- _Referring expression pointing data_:

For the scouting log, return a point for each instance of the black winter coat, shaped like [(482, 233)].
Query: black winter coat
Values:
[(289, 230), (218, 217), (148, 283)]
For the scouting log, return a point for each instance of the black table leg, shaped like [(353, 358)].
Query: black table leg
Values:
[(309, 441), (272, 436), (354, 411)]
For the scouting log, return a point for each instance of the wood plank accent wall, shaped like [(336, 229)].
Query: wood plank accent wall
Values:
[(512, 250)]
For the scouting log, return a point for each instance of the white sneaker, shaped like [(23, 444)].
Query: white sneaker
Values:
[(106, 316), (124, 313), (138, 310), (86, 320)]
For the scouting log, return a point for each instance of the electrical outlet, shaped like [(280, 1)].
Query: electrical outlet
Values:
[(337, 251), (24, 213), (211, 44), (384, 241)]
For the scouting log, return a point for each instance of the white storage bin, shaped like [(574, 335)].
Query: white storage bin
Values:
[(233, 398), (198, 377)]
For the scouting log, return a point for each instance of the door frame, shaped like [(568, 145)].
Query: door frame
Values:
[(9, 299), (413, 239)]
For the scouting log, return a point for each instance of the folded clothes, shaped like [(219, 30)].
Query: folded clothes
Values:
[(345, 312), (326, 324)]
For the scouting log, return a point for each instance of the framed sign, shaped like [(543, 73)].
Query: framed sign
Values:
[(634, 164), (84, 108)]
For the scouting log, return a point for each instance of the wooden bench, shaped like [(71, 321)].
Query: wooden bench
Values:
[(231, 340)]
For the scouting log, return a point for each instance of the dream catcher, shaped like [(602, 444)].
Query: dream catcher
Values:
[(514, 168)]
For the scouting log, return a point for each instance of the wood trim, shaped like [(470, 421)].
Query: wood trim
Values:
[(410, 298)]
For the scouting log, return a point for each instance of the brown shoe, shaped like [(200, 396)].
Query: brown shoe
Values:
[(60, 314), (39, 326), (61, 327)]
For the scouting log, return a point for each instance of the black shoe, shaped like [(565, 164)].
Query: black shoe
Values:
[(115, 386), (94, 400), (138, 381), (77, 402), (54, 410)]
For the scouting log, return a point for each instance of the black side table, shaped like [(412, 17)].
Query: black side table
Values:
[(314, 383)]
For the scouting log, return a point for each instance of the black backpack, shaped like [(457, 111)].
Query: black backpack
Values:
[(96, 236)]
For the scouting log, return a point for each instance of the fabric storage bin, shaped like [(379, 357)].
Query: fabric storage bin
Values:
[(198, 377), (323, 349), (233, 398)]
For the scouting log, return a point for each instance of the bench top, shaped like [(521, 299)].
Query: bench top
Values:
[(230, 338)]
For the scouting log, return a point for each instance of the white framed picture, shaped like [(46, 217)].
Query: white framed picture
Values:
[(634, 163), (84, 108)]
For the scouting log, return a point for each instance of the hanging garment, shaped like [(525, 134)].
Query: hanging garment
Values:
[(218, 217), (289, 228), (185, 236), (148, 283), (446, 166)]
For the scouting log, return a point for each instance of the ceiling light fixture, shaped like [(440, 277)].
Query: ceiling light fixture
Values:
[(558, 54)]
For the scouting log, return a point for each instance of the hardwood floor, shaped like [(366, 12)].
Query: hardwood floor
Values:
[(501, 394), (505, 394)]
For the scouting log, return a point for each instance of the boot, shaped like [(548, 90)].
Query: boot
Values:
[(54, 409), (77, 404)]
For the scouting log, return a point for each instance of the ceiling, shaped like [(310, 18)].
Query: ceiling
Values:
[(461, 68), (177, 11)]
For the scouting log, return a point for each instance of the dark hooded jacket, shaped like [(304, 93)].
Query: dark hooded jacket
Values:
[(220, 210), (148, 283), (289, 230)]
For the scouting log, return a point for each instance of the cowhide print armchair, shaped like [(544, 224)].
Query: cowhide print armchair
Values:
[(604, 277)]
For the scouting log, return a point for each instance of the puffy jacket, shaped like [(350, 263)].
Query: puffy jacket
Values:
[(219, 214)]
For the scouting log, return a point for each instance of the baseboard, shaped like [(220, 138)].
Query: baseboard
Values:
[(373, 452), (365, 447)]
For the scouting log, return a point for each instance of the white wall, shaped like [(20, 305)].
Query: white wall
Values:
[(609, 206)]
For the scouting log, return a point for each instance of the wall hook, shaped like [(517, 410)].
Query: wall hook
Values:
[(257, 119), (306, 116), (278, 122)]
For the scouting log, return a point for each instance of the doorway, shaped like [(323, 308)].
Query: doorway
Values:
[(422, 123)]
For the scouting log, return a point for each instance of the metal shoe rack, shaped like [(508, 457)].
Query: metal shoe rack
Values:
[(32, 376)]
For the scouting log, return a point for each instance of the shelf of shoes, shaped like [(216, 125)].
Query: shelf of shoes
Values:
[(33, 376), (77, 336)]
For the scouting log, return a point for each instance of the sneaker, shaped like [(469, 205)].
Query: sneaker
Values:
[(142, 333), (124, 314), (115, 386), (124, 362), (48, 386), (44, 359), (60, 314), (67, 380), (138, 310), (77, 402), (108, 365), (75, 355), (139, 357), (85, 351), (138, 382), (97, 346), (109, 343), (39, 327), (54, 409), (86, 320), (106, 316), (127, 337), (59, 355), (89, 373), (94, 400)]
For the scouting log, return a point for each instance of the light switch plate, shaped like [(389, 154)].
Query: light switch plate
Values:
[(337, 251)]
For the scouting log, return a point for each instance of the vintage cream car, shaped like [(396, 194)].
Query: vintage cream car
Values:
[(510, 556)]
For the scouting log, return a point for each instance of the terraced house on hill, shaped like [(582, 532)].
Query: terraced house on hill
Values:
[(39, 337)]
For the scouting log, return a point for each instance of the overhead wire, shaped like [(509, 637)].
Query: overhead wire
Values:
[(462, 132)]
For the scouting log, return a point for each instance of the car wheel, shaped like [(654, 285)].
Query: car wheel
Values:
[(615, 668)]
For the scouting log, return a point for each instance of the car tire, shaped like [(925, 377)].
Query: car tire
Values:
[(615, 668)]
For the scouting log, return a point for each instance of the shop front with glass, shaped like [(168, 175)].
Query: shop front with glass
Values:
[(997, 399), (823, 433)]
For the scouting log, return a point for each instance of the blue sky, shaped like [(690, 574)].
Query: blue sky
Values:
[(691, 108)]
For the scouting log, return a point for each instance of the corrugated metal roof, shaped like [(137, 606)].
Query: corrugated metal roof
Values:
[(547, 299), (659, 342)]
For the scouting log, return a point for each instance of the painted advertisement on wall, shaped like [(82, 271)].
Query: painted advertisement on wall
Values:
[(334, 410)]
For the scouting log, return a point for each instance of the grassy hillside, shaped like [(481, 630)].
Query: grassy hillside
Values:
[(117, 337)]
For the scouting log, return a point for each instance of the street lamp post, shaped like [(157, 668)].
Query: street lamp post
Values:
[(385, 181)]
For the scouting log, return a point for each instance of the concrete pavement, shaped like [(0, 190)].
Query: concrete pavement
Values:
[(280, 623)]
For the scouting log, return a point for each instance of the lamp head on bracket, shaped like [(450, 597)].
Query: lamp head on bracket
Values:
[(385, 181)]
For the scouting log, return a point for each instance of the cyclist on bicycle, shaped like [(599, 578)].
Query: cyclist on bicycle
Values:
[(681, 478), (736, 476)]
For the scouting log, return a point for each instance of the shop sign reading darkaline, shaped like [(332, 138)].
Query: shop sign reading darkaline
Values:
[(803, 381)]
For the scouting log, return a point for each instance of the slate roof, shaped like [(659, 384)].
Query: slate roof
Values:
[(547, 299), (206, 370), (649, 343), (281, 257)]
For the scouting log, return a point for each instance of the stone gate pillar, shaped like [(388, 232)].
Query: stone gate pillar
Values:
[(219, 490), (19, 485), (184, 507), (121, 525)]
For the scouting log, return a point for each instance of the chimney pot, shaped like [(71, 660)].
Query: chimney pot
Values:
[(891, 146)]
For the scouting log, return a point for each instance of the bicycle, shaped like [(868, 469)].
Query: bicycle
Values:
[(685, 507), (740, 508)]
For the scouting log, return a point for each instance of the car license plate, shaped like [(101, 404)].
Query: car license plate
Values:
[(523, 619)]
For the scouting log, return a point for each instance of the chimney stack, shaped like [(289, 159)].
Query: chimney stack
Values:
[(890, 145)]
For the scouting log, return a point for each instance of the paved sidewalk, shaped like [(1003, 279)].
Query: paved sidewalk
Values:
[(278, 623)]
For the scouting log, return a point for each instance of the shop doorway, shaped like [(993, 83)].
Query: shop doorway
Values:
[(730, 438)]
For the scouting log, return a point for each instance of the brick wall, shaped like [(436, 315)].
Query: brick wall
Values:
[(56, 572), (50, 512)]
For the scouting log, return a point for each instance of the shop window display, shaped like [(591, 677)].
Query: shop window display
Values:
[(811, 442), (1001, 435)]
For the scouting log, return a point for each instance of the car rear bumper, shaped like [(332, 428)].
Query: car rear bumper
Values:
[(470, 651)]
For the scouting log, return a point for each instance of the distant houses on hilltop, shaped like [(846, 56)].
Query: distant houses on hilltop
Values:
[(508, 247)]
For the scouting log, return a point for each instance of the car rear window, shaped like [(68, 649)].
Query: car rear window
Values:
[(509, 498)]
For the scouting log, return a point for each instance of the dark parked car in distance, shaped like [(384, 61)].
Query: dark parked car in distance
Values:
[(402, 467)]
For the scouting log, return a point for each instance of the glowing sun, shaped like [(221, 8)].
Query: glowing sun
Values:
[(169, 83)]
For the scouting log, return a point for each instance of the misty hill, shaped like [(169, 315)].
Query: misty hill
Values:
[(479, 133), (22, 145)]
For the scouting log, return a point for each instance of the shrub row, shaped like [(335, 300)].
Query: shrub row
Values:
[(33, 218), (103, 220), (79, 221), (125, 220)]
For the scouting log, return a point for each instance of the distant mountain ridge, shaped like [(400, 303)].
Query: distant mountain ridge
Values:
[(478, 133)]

- _WORK ITEM_: Your answer must be a copy of every line in the data above that holds the string "outlet".

- _TASK ANSWER_:
For the scouting log, return a point for each instance of the electrical outlet, shaped like [(280, 1)].
Query: electrical outlet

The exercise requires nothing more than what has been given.